(ENUNCIADO A) Reúna todas as linhas da coleção de dados que contêm a palavra "fill".

(TEXTO DE ORIGEM)
------------
“Se não há justiça para o povo, que não haja paz para o governo” Emiliano Zapata

26 de setembro do ano de 2014: Um grupo de estudantes da Escola Rural para Normalistas de Ayotzinaga chega até a cidade de Iguala (Estado de Guerreiro) para arrecadar subsídios para desenvolver suas atividades acadêmicas, entre elas a participação nas marchas em homenagem aos mortos de Tlatelolco, na Cidade do México.

Ao saírem da empresa de ônibus Estrella Oro que os levaria à capital do país, os jovens são alvejados pela polícia, seis pessoas morrem, vinte ficam feridas e quarenta e três estudantes são “desaparecidos” pelas forças repressivas oficiais e paramilitares. O mandante do crime é ninguém menos que o prefeito de Iguala, José Luis Abarca. A partir de então uma onda de protestos toma conta do México e de suas embaixadas e consulados no exterior, exigindo respostas sobre o “desaparecimento” dos estudantes e punição aos responsáveis. O México renasce em chamas…

Escolas do Campo: Celeiro de lideranças populares
O assombro que as escolas rurais causam historicamente na elite mexicana não se limita à socialização dos conhecimentos universais transmitidos para os pobres campesinos de origem indígena, todavia os pesadelos dos terratenentes, da burguesia oficial e narcotraficante que domina o Estado, ocorrem também pelo “perigo” que é a zona de desenvolvimento proximal que essas escolas constituem entre o conhecimento do gênero humano e a necessidade de organização política de indivíduos silenciados por séculos, sujeitos sociais que carregam nas mãos calejadas e nos olhos cansados o peso histórico da exploração e opressão.
------------
(ENUNCIADO B) Liste cada número de vítimas que o texto de origem apresenta, junto com o que aconteceu a cada grupo.

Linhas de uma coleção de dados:
------------
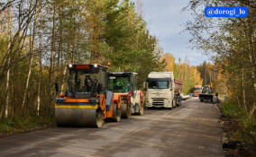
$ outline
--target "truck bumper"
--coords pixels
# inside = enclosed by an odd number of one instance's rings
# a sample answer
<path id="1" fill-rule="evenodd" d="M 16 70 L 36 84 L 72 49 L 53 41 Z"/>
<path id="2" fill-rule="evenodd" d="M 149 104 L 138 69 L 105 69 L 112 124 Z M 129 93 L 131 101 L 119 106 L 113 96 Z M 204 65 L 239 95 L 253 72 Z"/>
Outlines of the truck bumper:
<path id="1" fill-rule="evenodd" d="M 147 108 L 172 108 L 171 100 L 163 100 L 161 103 L 155 100 L 146 100 Z"/>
------------
(RESOLUÇÃO A)
<path id="1" fill-rule="evenodd" d="M 16 70 L 36 84 L 72 49 L 53 41 Z"/>
<path id="2" fill-rule="evenodd" d="M 149 104 L 138 69 L 105 69 L 112 124 Z M 129 93 L 131 101 L 119 106 L 113 96 Z M 204 65 L 239 95 L 253 72 Z"/>
<path id="1" fill-rule="evenodd" d="M 147 108 L 172 108 L 171 100 L 163 100 L 161 103 L 155 100 L 146 100 Z"/>

(RESOLUÇÃO B)
- seis pessoas morrem
- vinte ficam feridas
- quarenta e três estudantes são “desaparecidos”